Assignment:
Beginning with the line that holds "pane in this photograph." and ending with the last line below, repeat each line exactly, leaving any pictures out.

(Referring expression grounding data)
◇ ◇ ◇ ◇ ◇

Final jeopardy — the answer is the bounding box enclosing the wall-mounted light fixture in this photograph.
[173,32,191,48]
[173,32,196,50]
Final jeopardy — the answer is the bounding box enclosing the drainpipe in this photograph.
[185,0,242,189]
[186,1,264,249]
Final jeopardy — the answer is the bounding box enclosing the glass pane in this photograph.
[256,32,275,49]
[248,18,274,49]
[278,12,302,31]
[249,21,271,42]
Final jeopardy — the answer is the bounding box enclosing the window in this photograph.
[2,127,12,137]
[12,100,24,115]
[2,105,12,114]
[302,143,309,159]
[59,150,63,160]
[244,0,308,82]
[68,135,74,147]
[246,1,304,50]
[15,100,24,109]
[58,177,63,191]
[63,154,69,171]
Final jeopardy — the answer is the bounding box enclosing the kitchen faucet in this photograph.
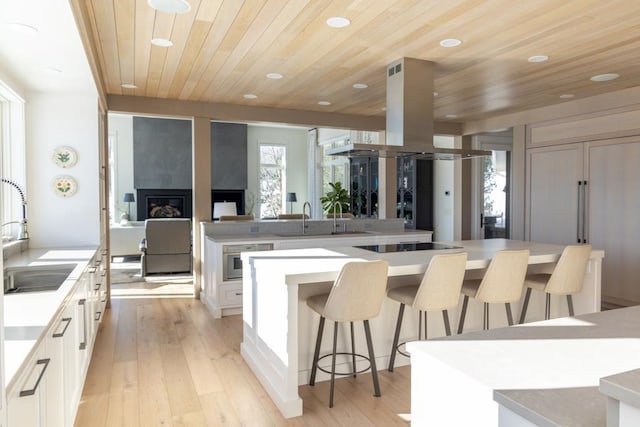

◇ ◇ ◇ ◇ ◇

Written reply:
Final jeopardy — the answer is the bounding box enclosing the glass pane in this photograph.
[256,32,275,49]
[248,18,274,49]
[278,12,302,31]
[249,21,271,42]
Final jeopardy — the answer is the bounding box enclosing the window in this photograph.
[2,127,12,137]
[12,100,24,115]
[2,105,12,114]
[302,143,309,159]
[59,150,63,160]
[244,0,308,82]
[68,135,74,147]
[246,1,304,50]
[15,100,24,109]
[58,177,63,191]
[63,154,69,171]
Final jeopardy — the answer is the bounding box enclosing the kitchen faucet in this photograph.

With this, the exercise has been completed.